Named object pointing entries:
================================
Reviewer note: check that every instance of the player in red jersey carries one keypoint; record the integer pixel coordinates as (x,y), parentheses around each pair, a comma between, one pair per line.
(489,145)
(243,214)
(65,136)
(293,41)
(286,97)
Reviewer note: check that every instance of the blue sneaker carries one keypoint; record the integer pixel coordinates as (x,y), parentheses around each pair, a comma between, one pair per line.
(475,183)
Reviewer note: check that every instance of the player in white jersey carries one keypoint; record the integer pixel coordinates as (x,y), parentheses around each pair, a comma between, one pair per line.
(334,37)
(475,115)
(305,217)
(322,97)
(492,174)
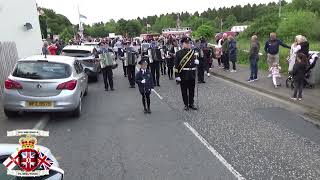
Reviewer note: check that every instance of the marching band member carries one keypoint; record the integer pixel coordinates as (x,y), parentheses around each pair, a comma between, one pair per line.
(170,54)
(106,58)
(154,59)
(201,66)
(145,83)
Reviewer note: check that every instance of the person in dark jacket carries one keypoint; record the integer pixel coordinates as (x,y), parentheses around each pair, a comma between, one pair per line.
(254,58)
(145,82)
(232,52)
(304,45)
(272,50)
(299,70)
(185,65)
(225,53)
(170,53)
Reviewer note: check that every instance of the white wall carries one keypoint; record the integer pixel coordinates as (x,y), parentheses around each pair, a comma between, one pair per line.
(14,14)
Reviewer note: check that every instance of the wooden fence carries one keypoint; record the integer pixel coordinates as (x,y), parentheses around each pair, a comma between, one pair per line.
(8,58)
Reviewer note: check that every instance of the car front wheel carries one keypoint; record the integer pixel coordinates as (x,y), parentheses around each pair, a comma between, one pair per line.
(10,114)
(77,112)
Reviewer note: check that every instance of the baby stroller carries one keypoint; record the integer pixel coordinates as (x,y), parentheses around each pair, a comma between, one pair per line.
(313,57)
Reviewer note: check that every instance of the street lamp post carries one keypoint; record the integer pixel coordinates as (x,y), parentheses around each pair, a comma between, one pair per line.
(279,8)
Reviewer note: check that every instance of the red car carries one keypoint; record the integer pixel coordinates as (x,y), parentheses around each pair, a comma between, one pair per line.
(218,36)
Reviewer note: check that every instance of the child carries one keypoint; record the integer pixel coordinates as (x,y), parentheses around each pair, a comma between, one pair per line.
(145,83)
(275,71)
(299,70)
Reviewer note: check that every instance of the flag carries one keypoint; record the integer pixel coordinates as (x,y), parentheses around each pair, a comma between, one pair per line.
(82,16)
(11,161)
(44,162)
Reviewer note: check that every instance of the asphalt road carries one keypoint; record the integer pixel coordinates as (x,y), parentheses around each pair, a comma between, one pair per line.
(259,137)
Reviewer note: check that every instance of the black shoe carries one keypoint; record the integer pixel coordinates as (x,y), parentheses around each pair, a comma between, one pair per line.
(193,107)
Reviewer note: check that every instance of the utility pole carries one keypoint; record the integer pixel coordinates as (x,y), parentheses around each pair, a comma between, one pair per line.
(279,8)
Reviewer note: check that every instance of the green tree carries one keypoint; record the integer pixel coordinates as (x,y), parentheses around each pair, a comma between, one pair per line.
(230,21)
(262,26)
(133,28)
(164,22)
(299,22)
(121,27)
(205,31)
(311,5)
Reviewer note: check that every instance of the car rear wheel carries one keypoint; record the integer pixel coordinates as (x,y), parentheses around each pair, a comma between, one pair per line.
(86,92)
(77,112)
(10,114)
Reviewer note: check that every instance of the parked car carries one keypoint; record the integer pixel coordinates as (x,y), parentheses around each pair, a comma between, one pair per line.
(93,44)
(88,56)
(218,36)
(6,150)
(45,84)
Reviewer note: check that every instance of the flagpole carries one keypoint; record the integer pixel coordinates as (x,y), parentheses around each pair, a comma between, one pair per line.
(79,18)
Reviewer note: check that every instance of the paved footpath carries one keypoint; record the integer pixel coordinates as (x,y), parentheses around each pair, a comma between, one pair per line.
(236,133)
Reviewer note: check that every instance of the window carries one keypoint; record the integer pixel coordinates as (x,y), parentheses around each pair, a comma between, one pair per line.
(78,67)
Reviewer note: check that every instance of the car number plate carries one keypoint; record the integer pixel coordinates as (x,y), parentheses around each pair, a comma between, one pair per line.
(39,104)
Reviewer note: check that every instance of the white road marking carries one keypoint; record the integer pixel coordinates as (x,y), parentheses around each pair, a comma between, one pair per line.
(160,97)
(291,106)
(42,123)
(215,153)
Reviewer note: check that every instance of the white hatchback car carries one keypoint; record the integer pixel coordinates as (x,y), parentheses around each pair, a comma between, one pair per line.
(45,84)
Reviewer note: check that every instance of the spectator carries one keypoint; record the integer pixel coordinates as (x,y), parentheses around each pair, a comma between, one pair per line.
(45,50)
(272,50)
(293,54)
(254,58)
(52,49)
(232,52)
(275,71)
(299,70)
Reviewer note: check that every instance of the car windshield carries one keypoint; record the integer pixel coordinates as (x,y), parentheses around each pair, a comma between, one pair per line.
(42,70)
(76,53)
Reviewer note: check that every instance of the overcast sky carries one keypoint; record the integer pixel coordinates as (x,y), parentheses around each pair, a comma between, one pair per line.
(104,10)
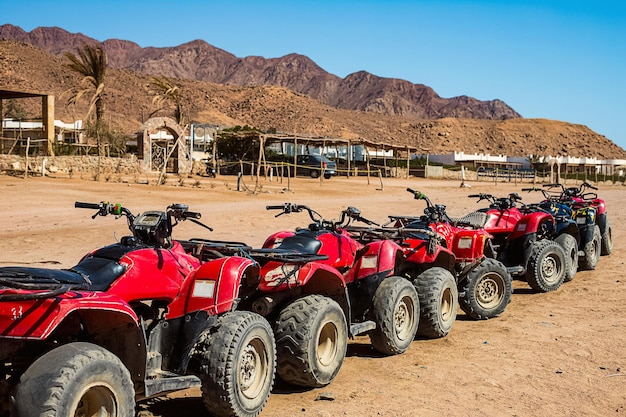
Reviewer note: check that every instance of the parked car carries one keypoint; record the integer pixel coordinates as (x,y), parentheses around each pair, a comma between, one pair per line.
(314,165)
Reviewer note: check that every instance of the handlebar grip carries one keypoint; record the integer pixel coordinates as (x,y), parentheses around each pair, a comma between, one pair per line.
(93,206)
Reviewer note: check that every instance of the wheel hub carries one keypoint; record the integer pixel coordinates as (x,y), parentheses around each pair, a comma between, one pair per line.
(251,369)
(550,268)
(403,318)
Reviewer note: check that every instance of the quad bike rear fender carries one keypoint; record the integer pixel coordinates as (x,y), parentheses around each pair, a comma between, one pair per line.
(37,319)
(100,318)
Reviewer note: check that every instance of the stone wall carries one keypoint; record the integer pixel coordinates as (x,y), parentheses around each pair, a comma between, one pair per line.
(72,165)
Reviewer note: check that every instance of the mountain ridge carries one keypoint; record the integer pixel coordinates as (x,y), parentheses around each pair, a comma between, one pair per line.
================================
WRITTEN INSTRUCTION: Give back exactly the lines beginning at the one with "Reviewer note: check that every instance of the quad" and ending at the final line of the material; both boundary lines belong in it.

RESULT FOR THIS EXERCISE:
Reviewer note: check that every instance of the quad bike rear fender carries one keypoint; record the integer pixel coordinates as (x,y), parentheses around each pair, a comma between, one pair per line.
(37,319)
(100,318)
Reviewer note: check that every instance of the stone wall carries one keypoint; record the integer pixel coordinates as (x,y), parentheses around each pair, a comma between, one pair per line.
(72,165)
Reviewer note: check that every instance of the mountain ridge carries one keypoint; record the integer pixel coordinates as (x,y), parentheses around each pair, a comma between, one pair per line.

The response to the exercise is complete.